[start Source excerpt]

‘Palasa 1978’ doesn’t advocate violence, says actor Rakshit Atluri

Rakshit Atluri and Nakshatra in a still from ‘Palasa 1978’  

Rakshit Atluri from Vijayawada might have had a disappointing start with his début film London Babulu, which released two years ago. The film was a remake of the Tamil film Andavan Kattalai and also starred Swathi Reddy in the lead.

Now, Rakshit is confident and looking forward to the release of director Karuna Kumar’s Palasa 1978, where he’ll be sharing screen space with Nakshatra. Talking about how he landed this film, he says, “I wanted to do something different from the regular format and around that time, I met director Karuna Kumar who made short films that fetched him national awards. He narrated the story to my father and director Tammareddy Bharadwaja who is a family friend. The latter is now presenting the film.”

The film moves from 1978 to 2018 and Rakshit’s character evolves from the age of 18 to 60; the actor is seen sporting four different looks, justifying his age. An incident took place in Palasa and the director, drawing from the observations of people in the region, has fictionalised a character for this film. The director hails from Palasa and that helped him add value to the story.

The tale is set against the cashew business, which is the main income of the people. The crime drama revolves around money and politics. Rakshit elaborates, “I play Mohan Rao and the character is seen participating in dance troupes as he belongs to a family of folk artistes. Srikakulam is famous for Janapadalu. How circumstances lead him to becoming a rowdy forms the crux of the story.” He stresses that the film will be entertaining, with dances, fights and all the elements that will appeal to the mainstream audience.

[end Source excerpt]

**Tasks to carry out:**
[1] Check each statement against the Palasa 1978 article and answer yes or no, quoting the exact words from the article that settle it: (a) Rakshit Atluri's first film was a remake of a Tamil film. (b) Karuna Kumar is the one presenting Palasa 1978. (c) Rakshit's character ages from 18 to 60 over the course of the film.
[2] Write the next part of the Palasa 1978 article, starting after its final sentence.
The listing that comes after this article was taken from a different source.

[start Raw data]

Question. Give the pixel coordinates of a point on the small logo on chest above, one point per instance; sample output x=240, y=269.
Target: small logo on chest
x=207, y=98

[end Raw data]

**Solved problems:**
[1]
(a) Yes: "The film was a remake of the Tamil film Andavan Kattalai"
(b) No: "director Tammareddy Bharadwaja who is a family friend. The latter is now presenting the film."
(c) Yes: "Rakshit’s character evolves from the age of 18 to 60"

[2]
Rakshit shares that he will first be seen as an 18-year-old, then 24, 40 and finally a 60-year-old in the film. The director shot the portions that required Rakshit to play a 60-year-old towards the end, as the actor had lost weight to look like a teen.

He also learnt to speak Telugu in a dialect that fit the Palasa region in 45 days, with the help of an assistant director from the area. He talks of the ordeal the team went through at the Odisha border: “There were no great facilities. For the first 10 days, we shot at night and wound up by morning. We went to Palasa during the wedding season and stayed in different places as the hotels were occupied. What I observed is the population survives on the cashew business; though there are de-seeding machines, at least 40% of the people do the task manually. All this has been captured well in the film, since we shot at live locations.” He adds that the film doesn’t advocate violence. “Mine is an intense character and I was always in the mood. There is violence but it hasn’t been depicted as though we advocate it.”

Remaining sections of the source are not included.